WHAT IS BEING ASKED >>
Please retype the data below exactly, stopping after the line with "Annotate concrete utility" and skipping every picture.

MATERIAL FOR THE TASK >>
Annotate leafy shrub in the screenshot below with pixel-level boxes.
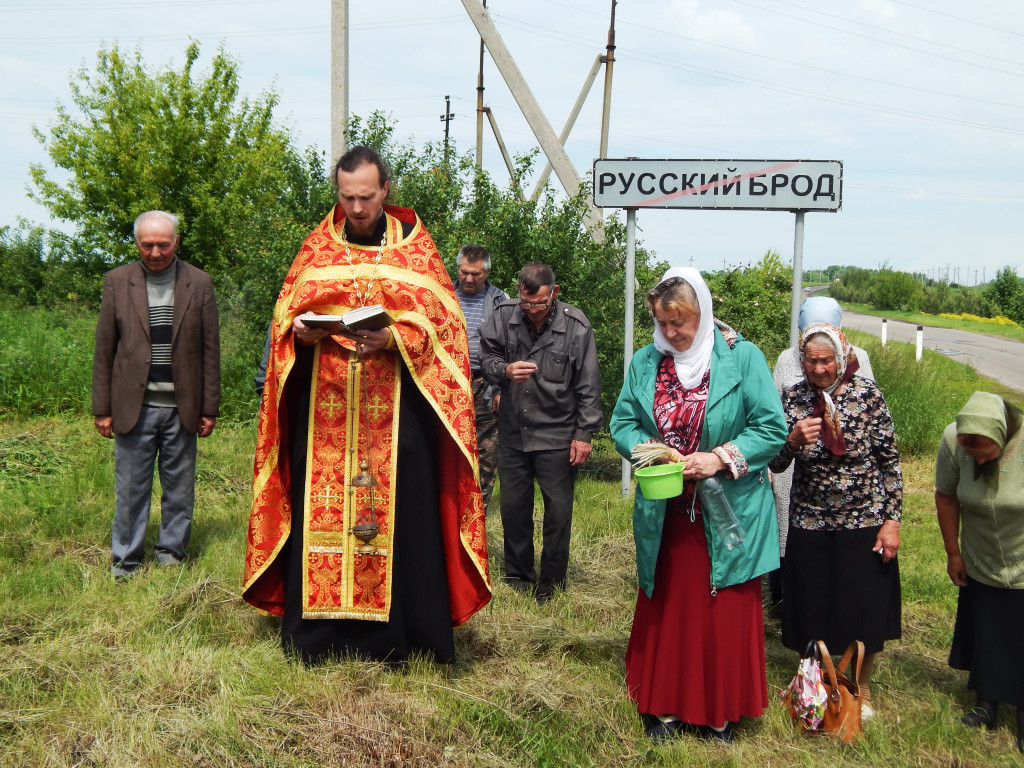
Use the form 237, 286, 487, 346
705, 250, 791, 365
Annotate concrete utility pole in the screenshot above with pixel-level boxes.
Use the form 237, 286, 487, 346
440, 95, 455, 164
331, 0, 349, 163
475, 0, 487, 168
459, 0, 603, 234
599, 0, 616, 160
529, 55, 603, 201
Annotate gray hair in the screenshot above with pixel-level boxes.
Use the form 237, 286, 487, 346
134, 211, 179, 240
803, 331, 837, 355
456, 244, 491, 271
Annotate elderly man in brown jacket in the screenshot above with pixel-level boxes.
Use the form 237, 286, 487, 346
92, 210, 220, 579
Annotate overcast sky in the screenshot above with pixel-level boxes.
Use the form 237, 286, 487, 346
1, 0, 1021, 284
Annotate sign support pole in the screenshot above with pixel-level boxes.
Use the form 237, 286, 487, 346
621, 207, 637, 497
789, 211, 805, 350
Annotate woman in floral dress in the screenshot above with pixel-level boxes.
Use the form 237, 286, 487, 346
769, 322, 903, 721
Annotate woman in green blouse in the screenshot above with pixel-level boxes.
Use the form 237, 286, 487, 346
936, 391, 1024, 753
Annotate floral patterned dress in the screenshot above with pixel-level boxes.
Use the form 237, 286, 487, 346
770, 375, 903, 654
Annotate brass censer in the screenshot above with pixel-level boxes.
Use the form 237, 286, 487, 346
348, 349, 379, 555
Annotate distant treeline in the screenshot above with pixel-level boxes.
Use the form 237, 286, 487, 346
821, 265, 1024, 324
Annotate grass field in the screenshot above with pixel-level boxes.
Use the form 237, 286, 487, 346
3, 304, 1023, 766
2, 428, 1023, 766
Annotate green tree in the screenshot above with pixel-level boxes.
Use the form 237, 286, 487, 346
984, 267, 1024, 324
0, 223, 45, 305
873, 268, 922, 311
30, 41, 322, 279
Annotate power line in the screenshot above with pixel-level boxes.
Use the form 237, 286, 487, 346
882, 0, 1024, 39
735, 0, 1024, 67
493, 14, 1024, 114
624, 48, 1024, 135
728, 0, 1024, 77
603, 19, 1024, 111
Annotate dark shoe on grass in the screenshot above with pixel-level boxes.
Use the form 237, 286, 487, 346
698, 723, 735, 744
962, 704, 996, 729
645, 719, 682, 744
505, 578, 534, 595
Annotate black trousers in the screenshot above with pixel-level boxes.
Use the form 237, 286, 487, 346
498, 443, 576, 591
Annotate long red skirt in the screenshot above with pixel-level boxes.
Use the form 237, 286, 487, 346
625, 508, 768, 726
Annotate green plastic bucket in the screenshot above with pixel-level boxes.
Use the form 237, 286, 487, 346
634, 463, 684, 499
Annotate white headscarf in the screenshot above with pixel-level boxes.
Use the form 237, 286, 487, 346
651, 266, 715, 389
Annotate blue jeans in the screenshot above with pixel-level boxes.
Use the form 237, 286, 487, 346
112, 405, 196, 575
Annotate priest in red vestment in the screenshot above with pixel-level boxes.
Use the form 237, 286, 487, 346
243, 146, 490, 664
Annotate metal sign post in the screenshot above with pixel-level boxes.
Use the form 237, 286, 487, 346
593, 158, 843, 496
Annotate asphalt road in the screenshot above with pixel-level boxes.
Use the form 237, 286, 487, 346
842, 311, 1024, 394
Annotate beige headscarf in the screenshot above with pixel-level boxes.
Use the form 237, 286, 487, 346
800, 322, 860, 456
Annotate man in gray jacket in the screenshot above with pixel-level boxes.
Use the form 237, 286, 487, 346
454, 244, 508, 510
480, 263, 602, 604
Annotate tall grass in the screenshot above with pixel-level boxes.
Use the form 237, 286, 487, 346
845, 329, 1024, 457
0, 305, 95, 417
0, 304, 261, 424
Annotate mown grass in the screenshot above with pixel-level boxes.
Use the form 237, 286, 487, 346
3, 417, 1023, 767
3, 304, 1024, 766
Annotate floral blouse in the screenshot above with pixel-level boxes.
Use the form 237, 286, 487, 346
769, 376, 902, 531
653, 356, 708, 513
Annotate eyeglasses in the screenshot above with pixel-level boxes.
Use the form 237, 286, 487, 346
519, 299, 553, 310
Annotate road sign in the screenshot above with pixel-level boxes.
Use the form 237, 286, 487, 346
593, 158, 842, 211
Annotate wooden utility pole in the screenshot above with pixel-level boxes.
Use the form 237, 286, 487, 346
331, 0, 349, 163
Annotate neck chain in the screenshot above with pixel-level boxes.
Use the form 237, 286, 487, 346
340, 216, 389, 307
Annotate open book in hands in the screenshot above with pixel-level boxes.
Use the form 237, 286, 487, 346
297, 305, 394, 333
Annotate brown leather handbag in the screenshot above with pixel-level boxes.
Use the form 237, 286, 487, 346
817, 639, 864, 742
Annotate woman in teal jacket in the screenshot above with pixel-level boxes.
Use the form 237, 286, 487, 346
611, 267, 786, 744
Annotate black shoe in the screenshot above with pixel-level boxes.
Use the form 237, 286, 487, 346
961, 705, 996, 729
505, 578, 534, 595
698, 723, 735, 744
645, 719, 682, 744
535, 588, 555, 605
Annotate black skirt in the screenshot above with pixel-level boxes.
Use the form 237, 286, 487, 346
948, 576, 1024, 708
782, 524, 902, 655
279, 346, 454, 665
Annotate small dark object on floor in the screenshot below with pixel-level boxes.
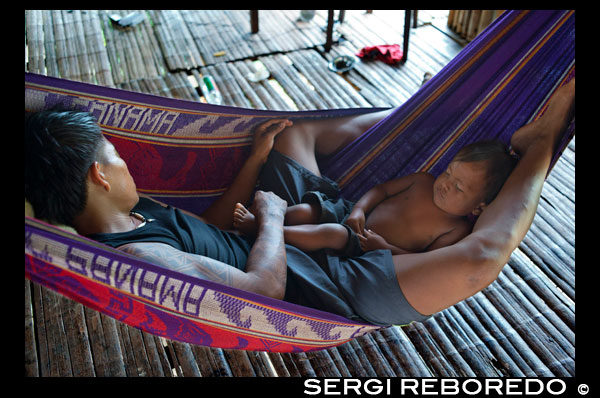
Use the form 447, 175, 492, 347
328, 55, 357, 73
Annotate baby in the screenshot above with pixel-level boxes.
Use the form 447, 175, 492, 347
234, 140, 517, 255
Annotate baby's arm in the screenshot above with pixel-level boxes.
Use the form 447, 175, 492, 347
346, 173, 422, 234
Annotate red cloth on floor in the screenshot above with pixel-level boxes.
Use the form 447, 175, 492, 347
356, 44, 404, 65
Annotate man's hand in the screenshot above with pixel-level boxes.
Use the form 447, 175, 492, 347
250, 119, 293, 163
251, 190, 287, 227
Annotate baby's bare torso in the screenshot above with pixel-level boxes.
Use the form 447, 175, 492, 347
365, 174, 467, 252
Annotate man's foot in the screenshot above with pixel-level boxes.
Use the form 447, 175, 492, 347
233, 203, 258, 236
510, 78, 574, 156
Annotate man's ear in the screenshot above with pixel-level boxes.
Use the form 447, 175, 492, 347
88, 161, 110, 192
471, 202, 487, 216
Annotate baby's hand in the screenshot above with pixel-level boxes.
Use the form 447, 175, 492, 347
345, 208, 365, 235
358, 229, 388, 252
250, 119, 293, 163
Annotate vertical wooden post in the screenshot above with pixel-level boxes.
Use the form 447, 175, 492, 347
402, 10, 412, 64
324, 10, 335, 52
250, 10, 259, 34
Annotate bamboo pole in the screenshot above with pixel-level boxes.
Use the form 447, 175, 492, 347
452, 302, 526, 377
306, 349, 343, 377
377, 326, 433, 376
405, 321, 460, 377
288, 352, 318, 377
483, 283, 573, 376
436, 308, 504, 376
356, 333, 396, 377
497, 270, 574, 351
466, 295, 551, 376
508, 249, 574, 329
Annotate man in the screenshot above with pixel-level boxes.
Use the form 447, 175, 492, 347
25, 78, 574, 325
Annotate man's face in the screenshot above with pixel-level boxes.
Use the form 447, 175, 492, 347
98, 137, 139, 208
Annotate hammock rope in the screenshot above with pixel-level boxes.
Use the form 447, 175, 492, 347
25, 10, 574, 352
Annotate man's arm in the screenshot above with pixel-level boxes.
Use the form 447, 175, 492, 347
120, 191, 288, 299
200, 119, 292, 230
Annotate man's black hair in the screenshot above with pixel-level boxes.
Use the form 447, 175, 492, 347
25, 109, 104, 225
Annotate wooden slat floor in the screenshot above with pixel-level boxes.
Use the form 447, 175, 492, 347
25, 10, 574, 377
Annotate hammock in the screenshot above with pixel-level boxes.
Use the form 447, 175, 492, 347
25, 10, 575, 353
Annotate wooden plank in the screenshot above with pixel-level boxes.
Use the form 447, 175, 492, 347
519, 240, 574, 301
483, 284, 573, 376
261, 54, 314, 110
508, 249, 574, 329
172, 341, 202, 376
246, 351, 277, 377
223, 349, 257, 376
25, 280, 39, 377
335, 339, 377, 377
287, 352, 317, 377
500, 267, 574, 347
30, 283, 50, 376
465, 295, 549, 376
307, 349, 343, 377
81, 10, 114, 87
279, 353, 303, 377
83, 309, 127, 376
422, 316, 476, 377
39, 285, 73, 376
192, 346, 234, 377
266, 352, 291, 376
59, 295, 95, 376
379, 326, 432, 376
405, 320, 461, 377
25, 10, 45, 74
452, 301, 526, 377
40, 11, 60, 77
51, 10, 73, 81
355, 333, 395, 377
68, 10, 93, 83
440, 307, 505, 376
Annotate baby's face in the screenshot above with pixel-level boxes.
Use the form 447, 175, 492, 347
432, 161, 488, 217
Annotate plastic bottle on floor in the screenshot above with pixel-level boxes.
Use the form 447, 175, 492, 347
199, 75, 223, 105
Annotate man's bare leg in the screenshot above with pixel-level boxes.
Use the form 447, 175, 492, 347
272, 109, 394, 176
390, 79, 575, 316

SOLUTION FOR THIS EXERCISE >>
Annotate leafy shrub in the screenshot below with pixel-level boxes.
Use the form 237, 286, 487, 346
705, 250, 791, 365
Annotate concrete utility pole in the screenshot above with pixel-level boxes.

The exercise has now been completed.